**Work request**
Below this line are records; write out exactly the lines from the one containing "Target: tree silhouette" through the one containing "Target: yellow jacket", with the pictures left out.

[Records drawn from a dataset]

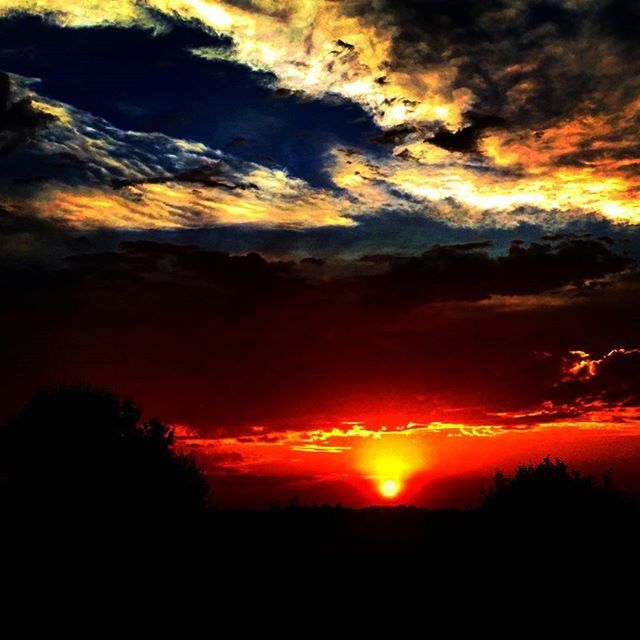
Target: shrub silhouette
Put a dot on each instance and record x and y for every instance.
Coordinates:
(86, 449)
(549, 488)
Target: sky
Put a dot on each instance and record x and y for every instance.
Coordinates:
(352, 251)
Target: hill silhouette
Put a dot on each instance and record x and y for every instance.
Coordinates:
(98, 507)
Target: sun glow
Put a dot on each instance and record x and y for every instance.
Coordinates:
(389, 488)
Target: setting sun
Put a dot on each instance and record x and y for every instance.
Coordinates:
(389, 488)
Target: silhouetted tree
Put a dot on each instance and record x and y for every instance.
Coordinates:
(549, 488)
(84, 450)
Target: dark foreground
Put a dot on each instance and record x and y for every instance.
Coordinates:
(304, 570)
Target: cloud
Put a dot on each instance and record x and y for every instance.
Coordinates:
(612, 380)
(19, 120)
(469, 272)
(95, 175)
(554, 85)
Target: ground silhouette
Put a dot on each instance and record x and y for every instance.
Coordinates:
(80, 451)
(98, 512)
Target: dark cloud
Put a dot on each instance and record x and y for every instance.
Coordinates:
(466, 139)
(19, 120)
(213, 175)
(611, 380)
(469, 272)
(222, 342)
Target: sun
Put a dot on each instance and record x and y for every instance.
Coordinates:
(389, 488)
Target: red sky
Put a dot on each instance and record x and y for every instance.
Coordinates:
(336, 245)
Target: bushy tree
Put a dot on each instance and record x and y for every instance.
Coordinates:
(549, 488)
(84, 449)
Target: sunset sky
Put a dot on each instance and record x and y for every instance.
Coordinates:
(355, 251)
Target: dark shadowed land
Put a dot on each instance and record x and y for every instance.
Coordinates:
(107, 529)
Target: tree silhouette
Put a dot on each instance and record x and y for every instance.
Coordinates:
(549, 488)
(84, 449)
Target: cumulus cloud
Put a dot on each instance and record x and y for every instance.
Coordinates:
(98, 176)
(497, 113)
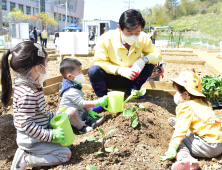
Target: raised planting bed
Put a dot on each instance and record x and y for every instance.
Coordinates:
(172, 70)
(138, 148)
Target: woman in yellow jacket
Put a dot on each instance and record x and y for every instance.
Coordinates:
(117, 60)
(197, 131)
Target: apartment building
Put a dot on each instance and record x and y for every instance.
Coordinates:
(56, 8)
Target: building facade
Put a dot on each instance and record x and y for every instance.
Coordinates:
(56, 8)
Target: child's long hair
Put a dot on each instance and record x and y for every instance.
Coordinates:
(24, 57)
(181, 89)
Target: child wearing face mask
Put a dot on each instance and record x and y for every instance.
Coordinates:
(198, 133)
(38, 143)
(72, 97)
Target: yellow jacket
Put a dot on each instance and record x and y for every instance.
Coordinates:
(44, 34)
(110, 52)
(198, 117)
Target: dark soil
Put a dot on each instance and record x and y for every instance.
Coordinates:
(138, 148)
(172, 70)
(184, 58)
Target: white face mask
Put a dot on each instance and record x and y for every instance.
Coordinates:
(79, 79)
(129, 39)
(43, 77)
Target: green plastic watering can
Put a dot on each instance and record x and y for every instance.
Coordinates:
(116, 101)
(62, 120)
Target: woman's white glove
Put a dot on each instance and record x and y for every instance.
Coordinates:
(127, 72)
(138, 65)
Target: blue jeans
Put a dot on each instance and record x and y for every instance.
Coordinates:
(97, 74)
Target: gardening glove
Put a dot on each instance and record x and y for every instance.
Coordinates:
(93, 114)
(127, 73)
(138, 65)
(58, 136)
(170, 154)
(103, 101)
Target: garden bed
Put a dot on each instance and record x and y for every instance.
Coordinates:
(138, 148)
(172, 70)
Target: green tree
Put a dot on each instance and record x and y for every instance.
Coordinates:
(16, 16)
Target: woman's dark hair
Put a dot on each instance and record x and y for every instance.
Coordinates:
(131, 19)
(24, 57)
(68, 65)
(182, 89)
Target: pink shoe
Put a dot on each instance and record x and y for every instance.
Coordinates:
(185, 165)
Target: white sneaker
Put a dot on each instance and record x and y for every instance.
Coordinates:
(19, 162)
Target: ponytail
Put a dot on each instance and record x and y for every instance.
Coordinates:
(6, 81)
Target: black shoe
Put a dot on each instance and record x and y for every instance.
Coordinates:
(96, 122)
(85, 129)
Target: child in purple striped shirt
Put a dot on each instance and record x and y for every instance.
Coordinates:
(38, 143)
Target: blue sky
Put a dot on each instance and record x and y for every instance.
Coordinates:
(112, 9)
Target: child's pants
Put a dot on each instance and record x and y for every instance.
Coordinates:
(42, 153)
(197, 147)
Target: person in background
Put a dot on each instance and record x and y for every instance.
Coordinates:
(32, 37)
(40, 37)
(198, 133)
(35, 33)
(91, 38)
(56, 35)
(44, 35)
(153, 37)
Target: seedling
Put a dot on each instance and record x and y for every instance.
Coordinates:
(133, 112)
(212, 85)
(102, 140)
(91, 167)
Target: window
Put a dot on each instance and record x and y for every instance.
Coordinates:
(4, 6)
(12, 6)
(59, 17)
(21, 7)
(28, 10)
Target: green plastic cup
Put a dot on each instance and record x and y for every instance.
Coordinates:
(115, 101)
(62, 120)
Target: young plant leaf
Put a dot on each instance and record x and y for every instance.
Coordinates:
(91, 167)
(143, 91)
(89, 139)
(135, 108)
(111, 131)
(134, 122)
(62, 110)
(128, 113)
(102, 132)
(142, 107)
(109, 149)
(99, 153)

**Task output**
Target: tree silhouette
Put a dot on each instance and record x and y for every instance.
Coordinates:
(549, 488)
(84, 449)
Target: cumulus cloud
Put a dot on each instance and record x and y for every instance.
Coordinates:
(98, 176)
(497, 113)
Target: raised planting bed
Put a dot on each instance and record x and y for every instance.
Coordinates:
(172, 70)
(138, 148)
Target: woman in yellow jacket
Put a dot on each instance and record x and y for every instance.
Coordinates:
(117, 60)
(197, 131)
Target: apartment building
Put a dot on each instance and record x and y for every instance.
Coordinates:
(56, 8)
Target: building facade
Put a dot on each instance and record x and y for every instance.
Coordinates:
(56, 8)
Target: child's long hair
Put a dot on each instance and record x and y for every instance.
Coordinates:
(24, 57)
(181, 89)
Target: child wearing face mask
Put a dot on each instance and record x and y for every instance.
Coordinates:
(198, 133)
(38, 143)
(72, 97)
Target: yellow jacket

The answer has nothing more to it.